• Exercise: Report each line of the material below that contains the string "bench", reproducing every such line in full. Matching is case-sensitive.

• Available records:
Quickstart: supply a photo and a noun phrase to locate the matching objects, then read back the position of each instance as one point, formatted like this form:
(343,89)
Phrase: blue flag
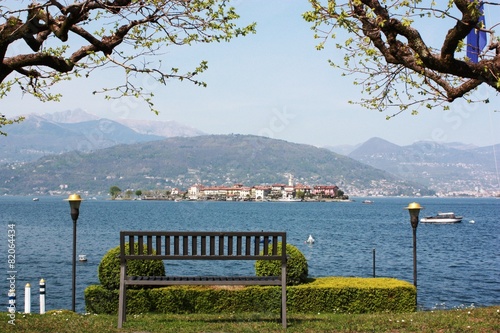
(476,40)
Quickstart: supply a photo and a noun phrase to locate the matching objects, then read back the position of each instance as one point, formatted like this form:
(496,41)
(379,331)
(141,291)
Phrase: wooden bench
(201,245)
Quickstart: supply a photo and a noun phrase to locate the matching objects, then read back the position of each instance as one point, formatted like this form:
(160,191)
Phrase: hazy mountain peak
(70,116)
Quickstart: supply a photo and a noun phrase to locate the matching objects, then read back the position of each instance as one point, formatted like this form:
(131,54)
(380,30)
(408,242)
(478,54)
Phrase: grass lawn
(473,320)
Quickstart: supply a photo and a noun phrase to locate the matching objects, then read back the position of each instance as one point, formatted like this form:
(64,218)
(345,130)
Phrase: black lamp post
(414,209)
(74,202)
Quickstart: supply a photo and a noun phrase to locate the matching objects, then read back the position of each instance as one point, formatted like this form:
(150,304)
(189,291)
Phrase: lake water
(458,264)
==
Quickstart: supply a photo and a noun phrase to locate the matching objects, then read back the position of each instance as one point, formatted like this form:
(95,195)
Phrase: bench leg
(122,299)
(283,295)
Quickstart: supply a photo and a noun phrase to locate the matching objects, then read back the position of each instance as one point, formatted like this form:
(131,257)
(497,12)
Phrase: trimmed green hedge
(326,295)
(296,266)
==
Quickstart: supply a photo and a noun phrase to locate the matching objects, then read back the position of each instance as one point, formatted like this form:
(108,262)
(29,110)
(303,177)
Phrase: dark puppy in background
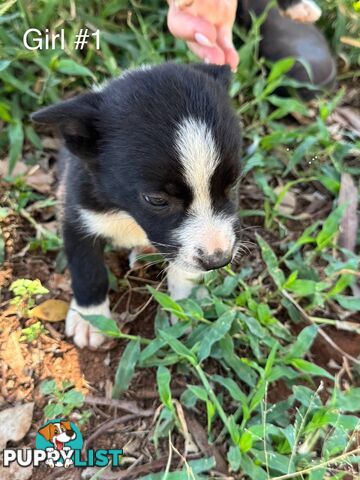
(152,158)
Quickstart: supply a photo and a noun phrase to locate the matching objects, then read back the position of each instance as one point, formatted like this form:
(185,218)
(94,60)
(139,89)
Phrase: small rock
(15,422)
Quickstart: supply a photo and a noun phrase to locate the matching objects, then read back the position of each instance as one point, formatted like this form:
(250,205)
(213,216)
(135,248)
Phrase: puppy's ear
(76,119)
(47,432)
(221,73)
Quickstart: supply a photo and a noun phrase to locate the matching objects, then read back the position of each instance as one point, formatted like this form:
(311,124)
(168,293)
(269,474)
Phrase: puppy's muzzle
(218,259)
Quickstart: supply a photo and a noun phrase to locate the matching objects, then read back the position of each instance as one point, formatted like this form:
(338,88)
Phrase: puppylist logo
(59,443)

• Right answer:
Phrase: wooden bench
Phrase: bench leg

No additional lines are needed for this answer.